PASSAGE PROVIDED =>
■ ■ ■ ■
Using an earn out can benefit both buyer and seller of a California business purchase. A recent question by a buyer participating the BizBen ProBuy Program about the best way to structure a business earn out prompted me to ask a panel of BizBen Resources how they would deal with the buyers question on earn out structures.

The specific question the buyer asked was: "Is this a good time for buyers and sellers to use earn outs so if the business value has slipped because of the economy, the seller stands to gain when things get better, and the buyer can get a good business at today's discounted price, then pay for its recovered value from proceeds of the business? Also, how do you recommend structuring the earn out?"

Below are answers from our panel of BizBen Resources:

"An earn outs is a broad term that attempts to realize future value in a transaction and if the opportunity is identified and correctly incorporated into a deal structure, a seller can extend and realize additional wealth gathering and employee benefits in addition to mitigating taxes.  However, much depends on the business, experience and preparation, circumstance and buyer recognition.  Generally, earn outs are not workable solutions for very small businesses say under $5M in revenue because they simply don't have the required built-in financial reporting systems necessary to not only prove there will be future benefit but to also monitor and measure the results on a systematic ongoing basis.
■ ■ ■ ■
RECORD LIST =>

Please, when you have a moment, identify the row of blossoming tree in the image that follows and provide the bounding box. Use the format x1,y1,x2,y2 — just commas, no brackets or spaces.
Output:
■ ■ ■ ■
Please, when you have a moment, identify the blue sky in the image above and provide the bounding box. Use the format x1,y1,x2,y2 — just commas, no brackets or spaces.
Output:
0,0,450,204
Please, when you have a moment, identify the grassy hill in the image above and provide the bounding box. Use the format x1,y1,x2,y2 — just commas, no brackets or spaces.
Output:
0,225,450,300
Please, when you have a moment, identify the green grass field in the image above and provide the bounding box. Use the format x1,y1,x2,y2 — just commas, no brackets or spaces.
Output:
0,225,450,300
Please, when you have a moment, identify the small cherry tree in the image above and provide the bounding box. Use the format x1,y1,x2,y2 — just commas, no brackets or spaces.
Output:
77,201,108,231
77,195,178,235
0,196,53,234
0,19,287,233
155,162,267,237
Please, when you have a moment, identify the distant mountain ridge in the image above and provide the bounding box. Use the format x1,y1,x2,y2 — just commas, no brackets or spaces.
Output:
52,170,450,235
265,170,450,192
■ ■ ■ ■
REQUESTS =>
a) Return the portion of the earn-out passage starting with "Using an earn" and going on through "earn out structures.".
b) According to the earn-out passage, why are earn outs generally not workable for very small businesses? Answer in one to three sentences.

LIST OF SOLUTIONS =>
a)
Using an earn out can benefit both buyer and seller of a California business purchase. A recent question by a buyer participating the BizBen ProBuy Program about the best way to structure a business earn out prompted me to ask a panel of BizBen Resources how they would deal with the buyers question on earn out structures.

b) Businesses under about $5M in revenue usually lack the built-in financial reporting systems an earn out requires. Without them, they cannot prove there will be a future benefit or monitor and measure the results systematically over time.